▶ [Task statement]
Every line of the listing that contains the word "below" is to be copied out.

**** Data shown ****

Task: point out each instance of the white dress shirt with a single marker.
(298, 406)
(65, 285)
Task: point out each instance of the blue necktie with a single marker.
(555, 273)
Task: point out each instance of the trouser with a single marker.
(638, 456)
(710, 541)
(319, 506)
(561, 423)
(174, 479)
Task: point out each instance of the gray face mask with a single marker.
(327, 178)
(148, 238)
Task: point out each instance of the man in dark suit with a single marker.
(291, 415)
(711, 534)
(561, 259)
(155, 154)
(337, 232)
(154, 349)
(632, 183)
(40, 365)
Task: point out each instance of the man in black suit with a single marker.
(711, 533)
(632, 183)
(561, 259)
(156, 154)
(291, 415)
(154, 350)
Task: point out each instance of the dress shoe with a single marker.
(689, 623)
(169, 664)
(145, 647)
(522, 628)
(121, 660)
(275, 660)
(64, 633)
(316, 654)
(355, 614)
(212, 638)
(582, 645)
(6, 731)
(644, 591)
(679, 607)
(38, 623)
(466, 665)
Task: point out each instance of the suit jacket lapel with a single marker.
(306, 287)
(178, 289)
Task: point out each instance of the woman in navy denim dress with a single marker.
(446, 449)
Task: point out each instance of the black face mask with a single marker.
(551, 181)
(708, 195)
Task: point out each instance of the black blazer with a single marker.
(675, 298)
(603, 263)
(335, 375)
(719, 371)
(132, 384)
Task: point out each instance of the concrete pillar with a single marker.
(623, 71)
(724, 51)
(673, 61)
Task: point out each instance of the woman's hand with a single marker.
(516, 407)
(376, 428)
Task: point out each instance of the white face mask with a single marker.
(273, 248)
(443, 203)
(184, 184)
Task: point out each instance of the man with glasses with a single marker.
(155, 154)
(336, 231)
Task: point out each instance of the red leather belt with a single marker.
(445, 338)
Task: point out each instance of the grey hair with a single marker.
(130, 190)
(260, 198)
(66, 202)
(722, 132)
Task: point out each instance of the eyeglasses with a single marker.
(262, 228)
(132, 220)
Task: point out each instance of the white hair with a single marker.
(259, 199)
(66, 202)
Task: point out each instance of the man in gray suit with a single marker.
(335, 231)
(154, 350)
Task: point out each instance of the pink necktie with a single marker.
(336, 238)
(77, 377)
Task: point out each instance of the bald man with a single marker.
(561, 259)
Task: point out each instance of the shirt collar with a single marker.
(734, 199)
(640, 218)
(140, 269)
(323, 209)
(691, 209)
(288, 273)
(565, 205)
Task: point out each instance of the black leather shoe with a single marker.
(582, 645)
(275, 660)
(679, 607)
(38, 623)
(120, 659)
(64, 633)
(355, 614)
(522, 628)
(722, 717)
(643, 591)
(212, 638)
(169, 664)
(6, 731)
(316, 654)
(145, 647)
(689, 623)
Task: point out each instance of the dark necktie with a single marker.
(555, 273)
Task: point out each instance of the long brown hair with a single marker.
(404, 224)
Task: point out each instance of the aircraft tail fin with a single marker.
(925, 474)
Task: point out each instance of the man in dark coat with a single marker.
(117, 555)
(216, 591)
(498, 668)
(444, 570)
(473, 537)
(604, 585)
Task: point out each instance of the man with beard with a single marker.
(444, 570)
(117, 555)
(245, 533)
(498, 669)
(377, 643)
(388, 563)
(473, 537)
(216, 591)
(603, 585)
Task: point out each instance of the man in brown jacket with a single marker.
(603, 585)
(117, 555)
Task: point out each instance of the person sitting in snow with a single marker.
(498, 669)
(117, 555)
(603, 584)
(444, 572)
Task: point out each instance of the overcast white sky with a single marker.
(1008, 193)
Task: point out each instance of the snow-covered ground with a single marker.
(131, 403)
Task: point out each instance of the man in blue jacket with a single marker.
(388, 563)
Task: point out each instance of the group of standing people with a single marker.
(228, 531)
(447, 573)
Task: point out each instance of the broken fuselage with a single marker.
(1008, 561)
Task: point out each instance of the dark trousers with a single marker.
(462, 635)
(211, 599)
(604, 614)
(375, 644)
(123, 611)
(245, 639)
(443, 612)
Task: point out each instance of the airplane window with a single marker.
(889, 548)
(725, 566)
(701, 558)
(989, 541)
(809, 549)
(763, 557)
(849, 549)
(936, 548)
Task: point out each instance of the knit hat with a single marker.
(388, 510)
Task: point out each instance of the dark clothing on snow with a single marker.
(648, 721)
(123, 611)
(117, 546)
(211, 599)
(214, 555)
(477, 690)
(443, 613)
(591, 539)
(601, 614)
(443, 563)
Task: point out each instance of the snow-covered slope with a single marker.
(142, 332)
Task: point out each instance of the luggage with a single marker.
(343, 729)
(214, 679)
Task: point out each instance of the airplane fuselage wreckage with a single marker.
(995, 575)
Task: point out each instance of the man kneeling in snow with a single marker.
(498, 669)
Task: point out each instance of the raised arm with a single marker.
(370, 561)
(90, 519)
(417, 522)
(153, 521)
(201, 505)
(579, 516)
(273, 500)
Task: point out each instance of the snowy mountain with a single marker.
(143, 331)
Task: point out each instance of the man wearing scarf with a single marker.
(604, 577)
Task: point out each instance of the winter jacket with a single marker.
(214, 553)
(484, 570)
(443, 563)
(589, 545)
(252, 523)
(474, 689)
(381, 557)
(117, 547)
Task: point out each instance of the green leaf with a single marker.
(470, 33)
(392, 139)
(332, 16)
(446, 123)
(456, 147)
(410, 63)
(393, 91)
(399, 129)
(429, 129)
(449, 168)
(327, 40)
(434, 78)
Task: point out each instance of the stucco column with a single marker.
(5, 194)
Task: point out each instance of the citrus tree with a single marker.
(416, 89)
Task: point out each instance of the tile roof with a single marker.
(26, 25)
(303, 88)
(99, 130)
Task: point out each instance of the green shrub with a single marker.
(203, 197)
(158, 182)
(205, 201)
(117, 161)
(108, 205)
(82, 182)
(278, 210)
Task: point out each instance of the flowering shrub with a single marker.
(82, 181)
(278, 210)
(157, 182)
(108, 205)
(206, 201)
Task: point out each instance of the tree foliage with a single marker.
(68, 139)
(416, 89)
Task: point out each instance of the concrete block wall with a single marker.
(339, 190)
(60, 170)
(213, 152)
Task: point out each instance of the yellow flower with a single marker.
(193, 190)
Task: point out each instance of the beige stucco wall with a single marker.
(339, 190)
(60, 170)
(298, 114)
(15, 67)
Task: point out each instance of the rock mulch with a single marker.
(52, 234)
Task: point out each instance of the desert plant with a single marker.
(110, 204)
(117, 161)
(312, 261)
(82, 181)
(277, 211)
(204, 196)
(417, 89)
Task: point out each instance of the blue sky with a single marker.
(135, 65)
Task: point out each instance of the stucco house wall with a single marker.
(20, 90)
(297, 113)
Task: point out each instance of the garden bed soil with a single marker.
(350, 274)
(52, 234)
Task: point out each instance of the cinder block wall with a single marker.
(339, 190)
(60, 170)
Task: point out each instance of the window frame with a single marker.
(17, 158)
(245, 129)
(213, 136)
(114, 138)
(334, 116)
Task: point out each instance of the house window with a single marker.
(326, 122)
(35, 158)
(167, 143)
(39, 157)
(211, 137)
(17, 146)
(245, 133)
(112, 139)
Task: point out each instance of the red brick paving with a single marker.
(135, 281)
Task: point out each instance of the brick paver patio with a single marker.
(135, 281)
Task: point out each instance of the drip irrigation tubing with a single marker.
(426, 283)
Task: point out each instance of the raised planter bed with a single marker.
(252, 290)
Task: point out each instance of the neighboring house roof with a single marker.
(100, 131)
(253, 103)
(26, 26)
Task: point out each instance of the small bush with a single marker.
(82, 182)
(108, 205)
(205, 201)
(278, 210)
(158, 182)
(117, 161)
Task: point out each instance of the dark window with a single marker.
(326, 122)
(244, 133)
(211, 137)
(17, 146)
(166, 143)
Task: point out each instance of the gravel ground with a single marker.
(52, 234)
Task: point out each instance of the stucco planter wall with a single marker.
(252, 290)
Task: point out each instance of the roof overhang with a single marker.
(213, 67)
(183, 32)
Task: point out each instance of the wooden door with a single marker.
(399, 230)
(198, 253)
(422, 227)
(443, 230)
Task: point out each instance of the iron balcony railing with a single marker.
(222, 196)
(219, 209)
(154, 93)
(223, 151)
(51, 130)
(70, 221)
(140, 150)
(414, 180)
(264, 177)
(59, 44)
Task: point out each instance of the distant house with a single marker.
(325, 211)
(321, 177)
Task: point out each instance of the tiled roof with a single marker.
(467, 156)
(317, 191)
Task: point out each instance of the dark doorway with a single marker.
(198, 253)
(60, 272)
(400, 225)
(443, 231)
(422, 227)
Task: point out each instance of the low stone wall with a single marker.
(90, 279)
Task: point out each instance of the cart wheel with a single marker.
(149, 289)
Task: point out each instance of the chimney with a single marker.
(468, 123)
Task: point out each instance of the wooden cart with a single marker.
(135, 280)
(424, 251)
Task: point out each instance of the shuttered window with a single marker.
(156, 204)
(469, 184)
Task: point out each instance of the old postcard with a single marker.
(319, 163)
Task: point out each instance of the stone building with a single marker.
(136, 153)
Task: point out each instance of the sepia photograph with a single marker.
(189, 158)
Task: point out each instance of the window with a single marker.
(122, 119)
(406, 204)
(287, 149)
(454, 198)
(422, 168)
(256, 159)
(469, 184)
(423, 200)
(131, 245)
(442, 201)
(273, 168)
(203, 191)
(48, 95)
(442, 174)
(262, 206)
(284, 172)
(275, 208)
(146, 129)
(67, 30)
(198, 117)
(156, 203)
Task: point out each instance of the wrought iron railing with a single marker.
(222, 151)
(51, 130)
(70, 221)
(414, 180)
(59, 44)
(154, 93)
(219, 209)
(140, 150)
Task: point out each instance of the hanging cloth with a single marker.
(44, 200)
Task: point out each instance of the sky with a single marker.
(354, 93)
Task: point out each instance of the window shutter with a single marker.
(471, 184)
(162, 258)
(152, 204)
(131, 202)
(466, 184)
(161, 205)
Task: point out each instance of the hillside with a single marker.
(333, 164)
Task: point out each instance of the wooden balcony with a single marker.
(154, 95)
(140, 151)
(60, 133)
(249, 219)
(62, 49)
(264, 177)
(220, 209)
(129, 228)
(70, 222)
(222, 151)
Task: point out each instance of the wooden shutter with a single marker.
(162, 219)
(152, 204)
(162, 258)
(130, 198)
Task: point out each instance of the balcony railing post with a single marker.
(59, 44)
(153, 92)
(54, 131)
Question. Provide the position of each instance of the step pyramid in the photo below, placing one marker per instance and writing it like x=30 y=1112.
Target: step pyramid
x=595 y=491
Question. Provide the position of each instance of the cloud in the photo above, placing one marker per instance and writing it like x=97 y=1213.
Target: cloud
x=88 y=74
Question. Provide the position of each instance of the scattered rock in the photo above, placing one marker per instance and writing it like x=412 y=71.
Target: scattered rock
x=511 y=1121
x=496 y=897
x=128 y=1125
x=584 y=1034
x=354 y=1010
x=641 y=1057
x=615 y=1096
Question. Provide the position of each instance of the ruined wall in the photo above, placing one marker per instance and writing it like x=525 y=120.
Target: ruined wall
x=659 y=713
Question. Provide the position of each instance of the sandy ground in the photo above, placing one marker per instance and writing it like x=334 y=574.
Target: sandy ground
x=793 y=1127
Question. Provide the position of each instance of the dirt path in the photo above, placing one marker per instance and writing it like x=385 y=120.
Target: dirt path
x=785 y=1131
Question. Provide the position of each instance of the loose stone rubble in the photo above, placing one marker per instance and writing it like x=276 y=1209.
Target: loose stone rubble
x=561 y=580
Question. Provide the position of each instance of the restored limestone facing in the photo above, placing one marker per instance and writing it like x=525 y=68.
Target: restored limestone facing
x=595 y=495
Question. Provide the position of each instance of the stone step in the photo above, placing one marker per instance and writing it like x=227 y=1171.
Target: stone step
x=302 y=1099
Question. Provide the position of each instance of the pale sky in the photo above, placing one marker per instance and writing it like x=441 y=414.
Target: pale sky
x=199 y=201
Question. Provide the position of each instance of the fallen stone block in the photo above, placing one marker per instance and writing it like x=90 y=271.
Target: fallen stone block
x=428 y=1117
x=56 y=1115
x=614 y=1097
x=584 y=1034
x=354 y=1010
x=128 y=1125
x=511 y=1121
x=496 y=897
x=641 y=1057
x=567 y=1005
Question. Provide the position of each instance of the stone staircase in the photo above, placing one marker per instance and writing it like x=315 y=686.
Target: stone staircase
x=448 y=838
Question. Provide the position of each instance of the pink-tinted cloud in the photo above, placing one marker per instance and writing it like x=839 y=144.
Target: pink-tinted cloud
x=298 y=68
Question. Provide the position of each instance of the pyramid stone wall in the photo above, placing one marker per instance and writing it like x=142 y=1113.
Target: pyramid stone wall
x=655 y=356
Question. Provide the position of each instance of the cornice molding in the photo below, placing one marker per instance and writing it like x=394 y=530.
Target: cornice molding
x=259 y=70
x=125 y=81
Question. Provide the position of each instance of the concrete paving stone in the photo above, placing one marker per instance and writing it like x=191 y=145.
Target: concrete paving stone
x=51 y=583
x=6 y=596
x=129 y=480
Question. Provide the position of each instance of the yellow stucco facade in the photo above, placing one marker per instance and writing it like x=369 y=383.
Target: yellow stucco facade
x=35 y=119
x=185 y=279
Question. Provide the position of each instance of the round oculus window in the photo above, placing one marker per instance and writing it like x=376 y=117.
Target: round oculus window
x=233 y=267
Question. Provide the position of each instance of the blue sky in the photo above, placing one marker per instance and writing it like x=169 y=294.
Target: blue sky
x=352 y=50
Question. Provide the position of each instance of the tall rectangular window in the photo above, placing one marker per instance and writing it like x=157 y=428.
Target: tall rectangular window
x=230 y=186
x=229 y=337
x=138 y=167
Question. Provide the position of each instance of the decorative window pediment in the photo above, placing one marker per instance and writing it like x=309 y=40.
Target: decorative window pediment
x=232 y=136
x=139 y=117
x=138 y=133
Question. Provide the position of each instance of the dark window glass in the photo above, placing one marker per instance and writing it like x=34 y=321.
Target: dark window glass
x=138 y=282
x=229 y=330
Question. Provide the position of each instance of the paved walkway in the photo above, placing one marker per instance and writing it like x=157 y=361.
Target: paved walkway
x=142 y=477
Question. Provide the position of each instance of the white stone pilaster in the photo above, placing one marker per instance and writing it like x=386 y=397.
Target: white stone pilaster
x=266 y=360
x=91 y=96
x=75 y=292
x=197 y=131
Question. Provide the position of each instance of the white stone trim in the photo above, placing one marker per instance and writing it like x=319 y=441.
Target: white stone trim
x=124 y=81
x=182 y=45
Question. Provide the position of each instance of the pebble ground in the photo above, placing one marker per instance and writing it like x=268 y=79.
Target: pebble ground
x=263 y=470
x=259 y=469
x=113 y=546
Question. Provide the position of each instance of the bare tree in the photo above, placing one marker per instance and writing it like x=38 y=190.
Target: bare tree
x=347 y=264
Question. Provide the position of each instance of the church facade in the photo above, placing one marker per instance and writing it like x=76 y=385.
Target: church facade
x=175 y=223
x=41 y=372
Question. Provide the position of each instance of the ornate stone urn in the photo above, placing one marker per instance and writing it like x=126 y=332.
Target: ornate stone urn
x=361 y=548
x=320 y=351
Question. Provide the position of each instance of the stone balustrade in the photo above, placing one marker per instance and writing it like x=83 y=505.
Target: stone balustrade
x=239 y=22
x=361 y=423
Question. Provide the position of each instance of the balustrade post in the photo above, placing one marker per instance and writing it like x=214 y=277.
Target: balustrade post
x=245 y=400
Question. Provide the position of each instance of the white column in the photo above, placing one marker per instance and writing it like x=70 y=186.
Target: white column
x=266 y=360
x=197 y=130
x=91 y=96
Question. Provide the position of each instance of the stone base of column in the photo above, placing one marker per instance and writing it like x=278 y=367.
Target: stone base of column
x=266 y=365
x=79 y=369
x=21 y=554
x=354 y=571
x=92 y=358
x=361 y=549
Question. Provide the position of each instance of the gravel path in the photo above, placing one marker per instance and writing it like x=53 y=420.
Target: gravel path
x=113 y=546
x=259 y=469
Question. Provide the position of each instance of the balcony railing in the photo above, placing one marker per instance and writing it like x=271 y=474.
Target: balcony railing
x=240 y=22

****

▶ [Your response]
Question. Provide the position of each instance of the step pyramid in the photo below, placing one marker per instance and writing it like x=30 y=1112.
Question. Provide the position of each instance of the cornice molding in the photo below, placing one marker per instance and writing it like x=394 y=530.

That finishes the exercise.